*Document section*
#####

Tours are designed by first assuming an overall strategy that you think might satisfy the science desires and operational capabilities of the spacecraft and then through trial and error, after designing hundreds of snippets of tours, you begin to realize what might be done and how long each snippet is likely to take, etc. A general tour class is created which, by definition, can be summarized in layman's terms with just a few sentences. There can be many variations within a tour class but if you produce "petal plots" of the orbits, such tours will look similar.
In round one, the tour designers take the science desires and Project constraints, disappear from reality to create, play, and frustrate themselves. A shotgun approach is used to generate about half a dozen complete tours (each representative of a given tour class) that are as different as we can imagine while still satisfying a large number of science objectives. We use the shotgun approach since we tour designers are often surprised by which candidate tours rise to the top in the rankings. For the Equinox mission, none of the three tour designers (add in Nathan Strange) thought the class of tour preferred by the scientists (and underway at this moment) had much of a chance, and it was provided mostly for sake of completeness.
Engineering constraints must always be followed since spacecraft safety trumps science, but the tour designers push the envelope on these too. Round 1 ends with the weeklong science meeting and we hear from each science team and individuals what they liked and didn't like about each tour. To summarize, all 42 stated science objectives are colored green, yellow, or red to illustrate the degree of satisfaction with which each objective is met. My experience has been that the only way to get a feeling for the true prioritization of science goals is to release complete sample tours and get science team reaction to them. That's when we learn what people will really fight for, what isn't as important as we (and they) thought, and what's missing. The field of about six tour classes is narrowed down to two classes. Not surprisingly, sometimes the most useful data is garnered in a hallway conversation or over a beer at the end of the day.

#####

Segmentation mask data:
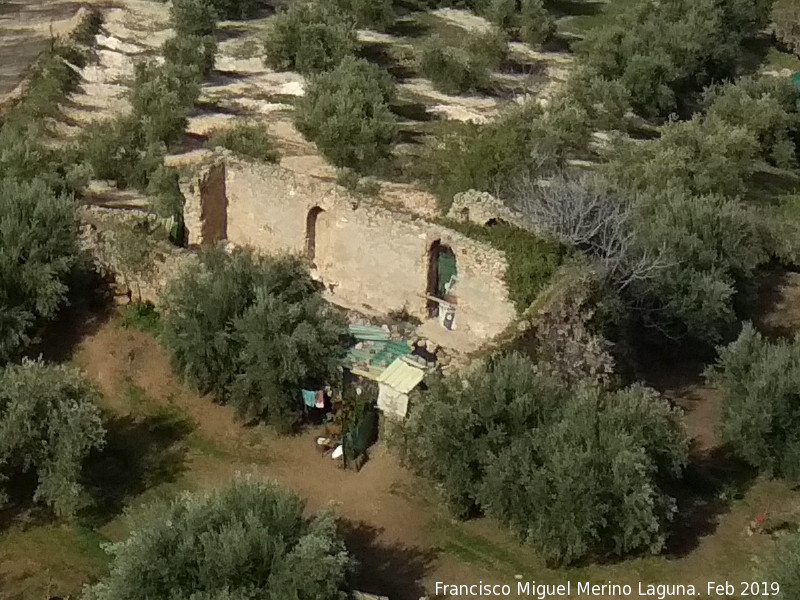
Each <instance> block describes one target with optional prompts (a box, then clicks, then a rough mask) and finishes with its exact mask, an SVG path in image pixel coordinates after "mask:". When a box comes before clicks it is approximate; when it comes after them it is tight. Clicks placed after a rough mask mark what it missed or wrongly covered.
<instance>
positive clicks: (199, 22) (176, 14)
mask: <svg viewBox="0 0 800 600" xmlns="http://www.w3.org/2000/svg"><path fill="white" fill-rule="evenodd" d="M169 17H170V21H171V22H172V27H173V28H174V29H175V33H176V35H177V37H178V38H181V37H184V36H196V37H204V36H213V35H214V32H216V30H217V18H218V16H217V11H216V9H215V8H214V5H213V3H211V2H209V1H208V0H173V2H172V5H171V6H170V9H169Z"/></svg>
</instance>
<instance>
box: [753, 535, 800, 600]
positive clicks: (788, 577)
mask: <svg viewBox="0 0 800 600" xmlns="http://www.w3.org/2000/svg"><path fill="white" fill-rule="evenodd" d="M753 579H754V581H767V582H777V583H778V584H780V594H781V597H783V598H785V600H798V598H800V533H790V534H788V535H786V536H784V537H782V538H781V539H779V540H778V543H777V544H776V545H775V547H774V548H773V549H772V551H771V552H770V553H769V555H768V556H767V558H766V559H765V560H764V561H763V562H762V563H761V564H760V565H759V566H758V568H757V569H756V572H755V577H754V578H753ZM769 597H774V596H762V597H761V598H762V600H764V599H766V598H769Z"/></svg>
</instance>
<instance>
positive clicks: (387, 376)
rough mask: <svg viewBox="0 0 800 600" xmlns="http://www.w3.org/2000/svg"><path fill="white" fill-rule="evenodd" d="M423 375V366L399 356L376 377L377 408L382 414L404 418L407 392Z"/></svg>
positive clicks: (406, 412) (413, 386)
mask: <svg viewBox="0 0 800 600" xmlns="http://www.w3.org/2000/svg"><path fill="white" fill-rule="evenodd" d="M424 377H425V366H424V365H421V364H419V363H418V362H417V361H416V360H414V359H413V358H410V357H406V356H400V357H398V358H397V359H395V361H394V362H393V363H392V364H391V365H389V367H388V368H387V369H386V370H385V371H384V372H383V373H381V375H380V376H379V377H378V408H379V409H381V410H382V411H383V412H384V414H389V415H392V416H395V417H399V418H401V419H404V418H405V416H406V413H407V412H408V394H409V393H410V392H411V390H413V389H414V388H415V387H417V386H418V385H419V384H420V382H422V379H423V378H424Z"/></svg>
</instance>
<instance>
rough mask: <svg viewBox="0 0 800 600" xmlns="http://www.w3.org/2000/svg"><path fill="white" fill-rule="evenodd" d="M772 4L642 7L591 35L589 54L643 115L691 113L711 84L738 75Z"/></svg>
mask: <svg viewBox="0 0 800 600" xmlns="http://www.w3.org/2000/svg"><path fill="white" fill-rule="evenodd" d="M767 5H768V2H752V1H751V0H741V1H736V2H716V0H674V1H672V2H658V1H656V0H645V1H643V2H635V3H632V4H631V5H630V8H628V9H627V10H626V11H624V12H623V13H622V14H621V16H620V17H619V18H618V20H617V22H616V23H615V24H614V25H612V26H610V27H603V28H597V29H595V30H593V31H592V32H590V34H589V35H588V36H587V39H586V40H585V42H584V43H583V44H582V45H581V53H582V56H583V60H584V63H585V64H586V65H587V66H588V68H590V69H591V70H593V71H595V72H596V73H597V74H598V75H599V76H600V77H603V78H605V79H608V80H610V81H615V80H616V81H620V82H622V84H623V85H624V86H625V87H626V88H627V89H628V90H629V92H630V97H631V102H632V103H633V107H634V109H636V110H637V111H638V112H640V113H641V114H642V115H643V116H645V117H661V118H665V117H668V116H669V115H670V114H671V113H672V112H675V111H679V112H681V113H684V114H687V113H690V112H691V110H692V108H693V105H694V103H695V102H696V96H697V94H698V93H699V92H701V91H702V90H703V88H704V87H706V86H707V85H709V84H711V83H713V82H715V81H722V80H725V79H728V78H731V77H733V76H735V75H736V74H737V72H738V70H739V65H740V63H741V61H742V58H743V55H744V52H743V49H742V42H743V40H745V39H747V38H749V37H752V36H754V35H755V34H756V33H757V32H758V31H760V29H761V27H762V23H764V20H765V17H766V15H767V14H768V10H769V7H768V6H767Z"/></svg>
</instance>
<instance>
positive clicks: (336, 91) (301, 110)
mask: <svg viewBox="0 0 800 600" xmlns="http://www.w3.org/2000/svg"><path fill="white" fill-rule="evenodd" d="M393 97H394V83H393V82H392V80H391V79H390V78H389V76H388V75H387V74H386V73H385V72H383V71H381V70H380V69H379V68H378V67H376V66H375V65H372V64H370V63H368V62H367V61H365V60H362V59H356V58H353V57H347V58H345V59H344V60H342V62H341V63H340V64H339V65H338V66H336V67H335V68H334V69H333V70H331V71H328V72H326V73H322V74H320V75H317V76H315V77H313V78H312V79H311V81H310V83H309V86H308V89H307V90H306V93H305V95H304V96H303V98H302V99H301V100H300V101H299V102H298V104H297V109H296V113H295V124H296V125H297V128H298V130H300V132H302V133H303V135H305V136H306V137H308V138H309V139H310V140H313V141H314V142H315V143H316V145H317V148H318V149H319V151H320V152H321V153H322V154H323V156H325V158H327V159H328V160H329V161H330V162H332V163H333V164H334V165H335V166H337V167H351V168H353V169H356V170H358V171H360V172H364V171H367V170H370V169H373V170H374V169H375V168H376V167H377V165H378V164H380V163H381V162H382V161H383V160H385V158H386V157H387V155H388V153H389V150H390V148H391V145H392V142H393V141H394V139H395V137H396V135H397V122H396V118H395V116H394V114H393V113H392V112H391V111H390V110H389V102H390V101H391V100H392V98H393Z"/></svg>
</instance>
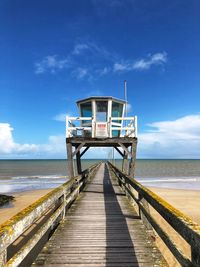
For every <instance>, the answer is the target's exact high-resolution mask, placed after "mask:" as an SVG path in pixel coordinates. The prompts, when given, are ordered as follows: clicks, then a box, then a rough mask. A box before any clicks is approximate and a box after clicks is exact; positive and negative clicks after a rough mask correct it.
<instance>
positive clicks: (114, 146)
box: [114, 146, 124, 157]
mask: <svg viewBox="0 0 200 267" xmlns="http://www.w3.org/2000/svg"><path fill="white" fill-rule="evenodd" d="M114 148H115V149H116V150H117V152H118V153H119V154H120V155H121V156H122V157H123V156H124V155H123V153H122V152H121V151H120V150H119V148H118V147H117V146H114Z"/></svg>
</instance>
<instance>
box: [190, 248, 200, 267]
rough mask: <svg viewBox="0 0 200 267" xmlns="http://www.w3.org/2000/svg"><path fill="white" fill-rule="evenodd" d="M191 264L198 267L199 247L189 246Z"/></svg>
mask: <svg viewBox="0 0 200 267" xmlns="http://www.w3.org/2000/svg"><path fill="white" fill-rule="evenodd" d="M191 256H192V263H193V265H194V266H200V247H199V246H196V245H191Z"/></svg>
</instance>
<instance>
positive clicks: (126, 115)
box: [124, 80, 127, 117]
mask: <svg viewBox="0 0 200 267" xmlns="http://www.w3.org/2000/svg"><path fill="white" fill-rule="evenodd" d="M124 99H125V101H126V104H125V116H126V117H127V82H126V80H125V81H124Z"/></svg>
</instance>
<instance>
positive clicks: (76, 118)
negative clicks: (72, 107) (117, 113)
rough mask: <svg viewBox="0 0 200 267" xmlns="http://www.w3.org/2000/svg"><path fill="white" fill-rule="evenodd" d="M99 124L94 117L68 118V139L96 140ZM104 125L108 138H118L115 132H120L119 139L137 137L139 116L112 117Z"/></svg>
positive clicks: (67, 123)
mask: <svg viewBox="0 0 200 267" xmlns="http://www.w3.org/2000/svg"><path fill="white" fill-rule="evenodd" d="M99 123H100V122H96V121H95V120H94V118H93V117H66V137H67V138H69V137H92V138H95V137H97V135H96V134H97V131H96V126H97V124H99ZM100 124H101V123H100ZM102 124H105V125H106V137H109V138H112V137H116V136H115V134H114V131H119V135H118V137H137V116H134V117H110V119H109V121H108V122H102ZM98 137H99V136H98ZM102 137H105V135H104V136H102Z"/></svg>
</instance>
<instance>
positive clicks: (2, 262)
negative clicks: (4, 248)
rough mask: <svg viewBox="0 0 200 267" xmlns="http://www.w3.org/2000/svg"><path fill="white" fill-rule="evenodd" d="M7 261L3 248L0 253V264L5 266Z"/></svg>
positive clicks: (1, 265)
mask: <svg viewBox="0 0 200 267" xmlns="http://www.w3.org/2000/svg"><path fill="white" fill-rule="evenodd" d="M6 262H7V250H4V251H2V252H1V254H0V266H5V265H6Z"/></svg>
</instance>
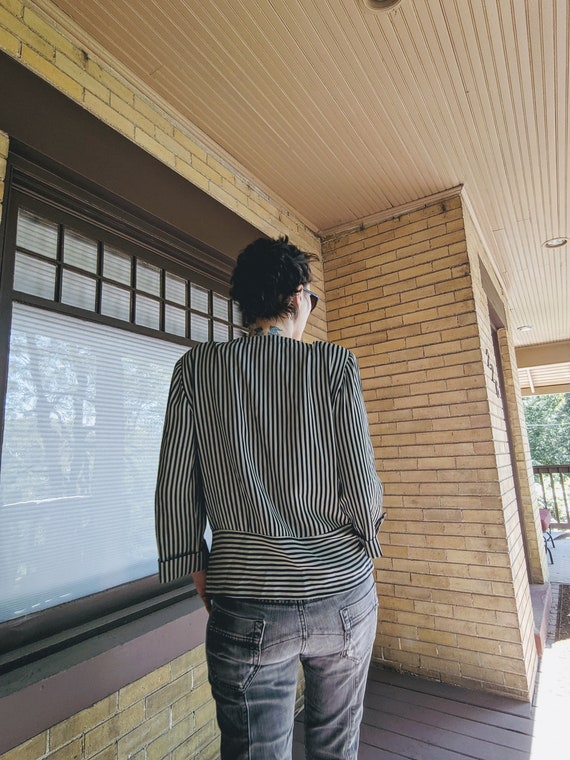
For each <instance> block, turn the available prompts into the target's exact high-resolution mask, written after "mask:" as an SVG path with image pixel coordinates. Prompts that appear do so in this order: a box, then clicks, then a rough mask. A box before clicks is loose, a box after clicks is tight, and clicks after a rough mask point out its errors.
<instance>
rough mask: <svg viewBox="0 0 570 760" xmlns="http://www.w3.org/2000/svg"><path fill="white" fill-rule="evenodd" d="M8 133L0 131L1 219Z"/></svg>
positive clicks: (0, 177) (8, 145)
mask: <svg viewBox="0 0 570 760" xmlns="http://www.w3.org/2000/svg"><path fill="white" fill-rule="evenodd" d="M9 142H10V141H9V138H8V135H7V134H5V133H4V132H0V219H2V203H3V201H4V187H5V183H4V178H5V177H6V159H7V158H8V147H9Z"/></svg>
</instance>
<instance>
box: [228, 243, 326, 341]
mask: <svg viewBox="0 0 570 760" xmlns="http://www.w3.org/2000/svg"><path fill="white" fill-rule="evenodd" d="M315 258H316V257H315V256H314V255H313V254H310V253H305V252H304V251H301V250H300V249H299V248H297V246H295V245H292V244H291V243H289V239H288V238H287V237H280V238H278V239H277V240H271V239H268V238H258V239H257V240H254V242H253V243H250V244H249V245H248V246H247V247H246V248H244V250H243V251H242V252H241V253H240V255H239V256H238V259H237V263H236V266H235V269H234V271H233V274H232V278H231V290H230V296H231V297H232V298H233V299H234V300H235V301H237V302H238V304H239V307H240V309H241V312H242V316H243V321H244V325H245V326H246V327H249V326H251V325H252V324H254V323H255V322H256V321H257V320H258V319H272V318H275V317H284V316H285V315H287V314H294V313H295V309H294V307H293V304H292V303H291V296H293V294H294V293H295V292H296V291H297V289H298V288H299V285H307V284H308V283H309V282H311V267H310V262H311V260H312V259H315Z"/></svg>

#####

*Request*
Write the next part of the passage on designing spacecraft tours, starting after its final sentence.

*Task answer*
In round two, another half dozen or so candidate tours are released which fit within the tour classes down-selected in round one. These tours tend to me much more finely crafted in certain respects such as the number and quality of icy moon flybys (which are incredibly time-consuming to find and implement). More feedback is obtained and a single class is selected for further development.
In round three, another half dozen tours all within the same tour class are released for evaluation. At the third weeklong science meeting, a final tour is selected. This week can be the most contentious one because this is pretty much the end of the road. Again, a green/yellow/red color-coded matrix is produced by the five discipline teams for all 42 science objectives and then heated discussion ensues as to which tour is the best overall tour. For the Solstice mission, the final tour was selected unanimously in the open session free for all to attend. However, for the Equinox mission, agreement in the main open session could not be reached, and so it was left to those scientists comprising the executive board (my version of the executive branch) to make the final selection. As I said earlier, the tour designer has done their job when they make everyone equally happy, or perhaps restated, equally unhappy.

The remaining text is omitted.